| Reading text |
The processing of organic matter in freshwater ecosystems is crucial for integrating terrestrial plant material into aquatic food webs, with many systems depending on allochthonous inputs. In a study published in Oikos (https://doi.org/10.1111/oik.10774) we investigated how the population density of native and non-native amphipods (Gammarus fossarum and Gammarus roeselii) affects leaf litter processing, revealing a negative density-dependent relationship in both laboratory and field experiments. Interspecific competition confirmed functional redundancy between the species and showed that processing rates plateau at defined breakpoints, which reflect minimal metabolic needs. The findings emphasize the importance of accounting for nonlinear density-dependencies and breakpoints in aquatic ecosystem models, as population density significantly impacts ecosystem functions.
Improving methods for groundwater fauna monitoring
Biodiversity monitoring in groundwater ecosystems is lagging behind due to limited taxonomic knowledge and methodological challenges. Also, terrestrial land use changes strongly affect groundwater ecosystems, but the extent and impact on groundwater communities are poorly understood. Our recent work led by Mara Knüsel resolved some of these issues.
In a first study of Swiss groundwater macroinvertebrates published in Subterranean Biology (https://doi.org/10.3897/subtbiol.49.132515) we found that while obligate groundwater species (such as groundwater amphipods) showed no seasonal abundance patterns, other species exhibited pronounced seasonality in detection rates. The results emphasize the need for tailored, extensive sampling strategies and careful consideration of detection probability and sampling effort in groundwater fauna monitoring programs.
In a second study of Swiss groundwater amphipods published in Ecological Applications (https://doi.org/10.1002/eap.3040) we revealed a direct correlation between surrounding land use intensity, nitrate levels (a proxy for water quality), and amphipod presence, with higher forest cover supporting more amphipods. These effects were most pronounced within a 400–1000 m radius around sampling sites, exceeding current groundwater protection zone sizes, highlighting the need for broader, ecosystem-based approaches to groundwater management.

(Dataset items)
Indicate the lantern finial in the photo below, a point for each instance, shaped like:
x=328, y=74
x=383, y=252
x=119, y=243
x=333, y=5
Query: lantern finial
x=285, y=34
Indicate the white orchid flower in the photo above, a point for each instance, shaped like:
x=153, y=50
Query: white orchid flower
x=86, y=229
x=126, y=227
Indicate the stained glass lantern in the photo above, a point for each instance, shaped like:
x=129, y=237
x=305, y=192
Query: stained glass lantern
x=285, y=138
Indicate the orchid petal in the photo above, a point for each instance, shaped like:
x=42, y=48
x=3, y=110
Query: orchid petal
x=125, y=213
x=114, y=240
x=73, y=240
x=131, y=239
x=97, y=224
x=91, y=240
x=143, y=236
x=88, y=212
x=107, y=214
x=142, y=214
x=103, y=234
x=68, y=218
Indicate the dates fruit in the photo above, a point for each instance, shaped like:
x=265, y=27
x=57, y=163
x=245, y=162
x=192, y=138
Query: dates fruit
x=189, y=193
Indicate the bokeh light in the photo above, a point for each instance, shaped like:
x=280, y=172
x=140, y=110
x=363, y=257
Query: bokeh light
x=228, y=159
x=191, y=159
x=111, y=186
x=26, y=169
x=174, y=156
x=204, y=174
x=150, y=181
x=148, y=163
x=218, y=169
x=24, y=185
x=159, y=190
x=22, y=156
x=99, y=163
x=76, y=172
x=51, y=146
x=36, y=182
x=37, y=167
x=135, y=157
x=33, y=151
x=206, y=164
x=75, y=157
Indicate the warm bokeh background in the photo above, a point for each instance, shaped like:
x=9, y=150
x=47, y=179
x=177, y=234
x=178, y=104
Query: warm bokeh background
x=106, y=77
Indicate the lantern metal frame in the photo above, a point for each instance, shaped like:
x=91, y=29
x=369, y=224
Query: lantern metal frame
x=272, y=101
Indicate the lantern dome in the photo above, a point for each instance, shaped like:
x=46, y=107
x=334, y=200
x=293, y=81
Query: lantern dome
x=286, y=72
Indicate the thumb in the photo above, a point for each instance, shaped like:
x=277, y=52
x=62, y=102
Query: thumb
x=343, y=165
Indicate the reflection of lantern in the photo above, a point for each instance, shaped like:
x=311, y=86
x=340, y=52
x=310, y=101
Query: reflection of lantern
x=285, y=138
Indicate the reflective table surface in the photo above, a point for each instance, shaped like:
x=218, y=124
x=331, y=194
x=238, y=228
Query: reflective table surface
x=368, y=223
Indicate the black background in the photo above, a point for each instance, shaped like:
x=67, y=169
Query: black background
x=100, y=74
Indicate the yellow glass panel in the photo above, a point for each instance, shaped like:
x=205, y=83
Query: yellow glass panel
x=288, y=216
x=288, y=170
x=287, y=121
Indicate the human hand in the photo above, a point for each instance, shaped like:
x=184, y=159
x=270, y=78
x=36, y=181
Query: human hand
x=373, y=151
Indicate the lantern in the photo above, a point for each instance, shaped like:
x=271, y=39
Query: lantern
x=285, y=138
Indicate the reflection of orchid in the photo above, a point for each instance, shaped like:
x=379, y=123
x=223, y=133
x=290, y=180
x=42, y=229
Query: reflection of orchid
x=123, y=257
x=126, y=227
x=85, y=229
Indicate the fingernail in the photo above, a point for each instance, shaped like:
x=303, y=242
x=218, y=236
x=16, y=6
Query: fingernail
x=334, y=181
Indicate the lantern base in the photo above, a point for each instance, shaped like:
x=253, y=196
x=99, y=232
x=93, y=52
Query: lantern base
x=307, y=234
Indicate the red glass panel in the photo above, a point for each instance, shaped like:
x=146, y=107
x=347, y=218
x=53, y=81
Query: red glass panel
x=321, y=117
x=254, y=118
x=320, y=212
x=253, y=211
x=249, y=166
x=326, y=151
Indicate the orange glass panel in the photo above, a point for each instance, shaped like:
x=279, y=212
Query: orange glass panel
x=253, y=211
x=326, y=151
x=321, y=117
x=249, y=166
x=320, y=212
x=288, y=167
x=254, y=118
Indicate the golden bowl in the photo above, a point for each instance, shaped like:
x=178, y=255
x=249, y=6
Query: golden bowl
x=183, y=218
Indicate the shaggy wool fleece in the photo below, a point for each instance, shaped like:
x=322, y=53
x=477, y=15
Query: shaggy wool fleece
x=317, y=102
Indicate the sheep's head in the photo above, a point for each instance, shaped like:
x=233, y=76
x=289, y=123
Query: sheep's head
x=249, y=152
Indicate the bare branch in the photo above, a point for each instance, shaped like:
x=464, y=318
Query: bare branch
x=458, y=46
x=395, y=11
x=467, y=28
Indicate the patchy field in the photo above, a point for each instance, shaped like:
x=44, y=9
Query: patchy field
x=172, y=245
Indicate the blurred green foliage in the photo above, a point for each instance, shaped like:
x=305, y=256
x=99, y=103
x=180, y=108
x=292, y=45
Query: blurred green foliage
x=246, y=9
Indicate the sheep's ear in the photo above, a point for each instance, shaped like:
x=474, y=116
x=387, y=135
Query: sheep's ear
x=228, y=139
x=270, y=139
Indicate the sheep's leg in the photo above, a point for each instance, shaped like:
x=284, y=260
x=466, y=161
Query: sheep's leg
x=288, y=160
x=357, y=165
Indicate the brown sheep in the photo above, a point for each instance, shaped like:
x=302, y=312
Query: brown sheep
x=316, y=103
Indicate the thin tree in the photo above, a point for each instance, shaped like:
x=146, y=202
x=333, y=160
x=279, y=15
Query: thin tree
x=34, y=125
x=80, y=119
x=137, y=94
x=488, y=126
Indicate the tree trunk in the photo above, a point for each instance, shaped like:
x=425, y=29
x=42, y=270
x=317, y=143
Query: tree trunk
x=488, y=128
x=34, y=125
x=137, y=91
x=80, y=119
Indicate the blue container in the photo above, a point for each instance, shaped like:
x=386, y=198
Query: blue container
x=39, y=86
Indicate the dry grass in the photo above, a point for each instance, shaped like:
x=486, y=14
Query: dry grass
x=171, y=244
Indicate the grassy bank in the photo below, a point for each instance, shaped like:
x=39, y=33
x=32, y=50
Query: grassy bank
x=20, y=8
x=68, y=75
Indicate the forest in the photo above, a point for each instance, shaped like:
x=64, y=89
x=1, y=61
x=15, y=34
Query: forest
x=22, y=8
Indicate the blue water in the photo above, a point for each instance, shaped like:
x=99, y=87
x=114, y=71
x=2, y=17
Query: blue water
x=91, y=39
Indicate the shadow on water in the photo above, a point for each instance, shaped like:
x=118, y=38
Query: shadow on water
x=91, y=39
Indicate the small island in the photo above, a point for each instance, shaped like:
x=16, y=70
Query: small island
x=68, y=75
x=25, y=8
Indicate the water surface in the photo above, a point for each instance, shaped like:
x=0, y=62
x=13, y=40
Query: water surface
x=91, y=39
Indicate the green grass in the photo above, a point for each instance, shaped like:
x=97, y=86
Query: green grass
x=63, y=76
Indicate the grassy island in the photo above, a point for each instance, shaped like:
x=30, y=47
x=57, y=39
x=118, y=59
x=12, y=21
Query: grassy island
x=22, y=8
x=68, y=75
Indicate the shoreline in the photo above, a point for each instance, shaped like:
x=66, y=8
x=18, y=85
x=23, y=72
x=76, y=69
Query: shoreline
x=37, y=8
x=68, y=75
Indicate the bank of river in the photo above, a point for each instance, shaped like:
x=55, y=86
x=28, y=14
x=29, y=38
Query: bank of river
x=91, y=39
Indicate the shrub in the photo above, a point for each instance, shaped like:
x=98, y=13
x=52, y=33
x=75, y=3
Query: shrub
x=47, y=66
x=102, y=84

| About this task |
Continue the research summary on amphipods and groundwater fauna monitoring, starting after its final sentence.

| Task output |
The Last Glacial Maximum shaped today’s subterranean diversity
As part of Mara Knüsel’s impressive PhD work, we publisehd a paper in Ecography that explores how Late Pleistocene glaciation influenced the diversity and distribution of 36 groundwater amphipod species in the Alpine and peri-Alpine regions. It is based on a massive citizen science approach in collaboration with drinking water providers. The analysis, based on data from over 1,000 systematic sampling sites across Switzerland, reveals a significant impact of the Last Glacial Maximum (LGM) ice extent on the current distribution of groundwater amphipods. The findings highlight a pronounced species turnover and distinct spatial envelopes of species occurrences in zones that were formerly ice-covered, ice-free, or transitional.
A new amphipod species from the Alps
The genus Niphargus, the most diverse subterranean amphipod genus in the western Palearctic, shows many cryptic species and homoplasy, necessitating molecular methods for understanding its evolution. In a new study, published in Contributions to Zoology, we used DNA-based taxonomy and traditional morphotaxonomy to study Niphargus bihorensis Schellenberg, 1940, from the Western Alps and Carpathians. The type material from Bihor County, Romania, revealed a cryptic species, N. absconditus n. sp., in the same area. Furthermore, we describe the Alpine populations as a new species, N. tizianoi n. sp. Our phylogenetic analyses suggest the N. bihorensis species complex is part of a well-supported clade with species ranging from Switzerland to Iran.
Deficits in the ecological state of small Swiss streams
We published a study of 99 small Swiss streams in Aqua & Gas which reveals that most of these streams have significant ecological deficits, limiting their ability to serve as habitats for animals. In over 70% of the streams studied, pesticide-sensitive insect larvae and other small animals are partially missing. Statistical analyses show that these aquatic organisms are particularly affected when the stream bed structure and morphology have been altered or when the catchment area has a high proportion of agricultural land.